(Selected text)

START

This was an appeal by the North British Railway Company against the valuation for the year ending Whitsunday 1888, of their lands and heritages, made by the Assessor of Railways and Canals.
The appellant stated that the assessor had “erroneously dealt with the plant, tools, &c., of the value of £28,703 as per list and valuation produced. He has erroneously treated these as lands and heritages, and as adding to the gross value of the appellants' lands and heritages, and he has wrongly failed to deduct 25 per cent. of said value of £28,703 before fixing the yearly cumulo rent or value of the said lands and heritages, and he has wrongly added 5 per cent on said £28,703 in ascertaining the values of the lands and heritages belonging to the appellants in said parishes.… None of the said plant, tools, &c., are heritable, or lands and heritages in the sense of said Act, or fixed or attached to lands and heritages. They are all moveable.”

END

From the railway valuation appeal, reproduce the passage from "This was an" up to and including "Railways and Canals.".

(Supplied records)
START

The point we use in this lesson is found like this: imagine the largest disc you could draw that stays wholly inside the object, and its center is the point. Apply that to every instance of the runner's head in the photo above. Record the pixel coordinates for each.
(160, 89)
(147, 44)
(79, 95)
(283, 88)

END

(Reply)
This was an appeal by the North British Railway Company against the valuation for the year ending Whitsunday 1888, of their lands and heritages, made by the Assessor of Railways and Canals.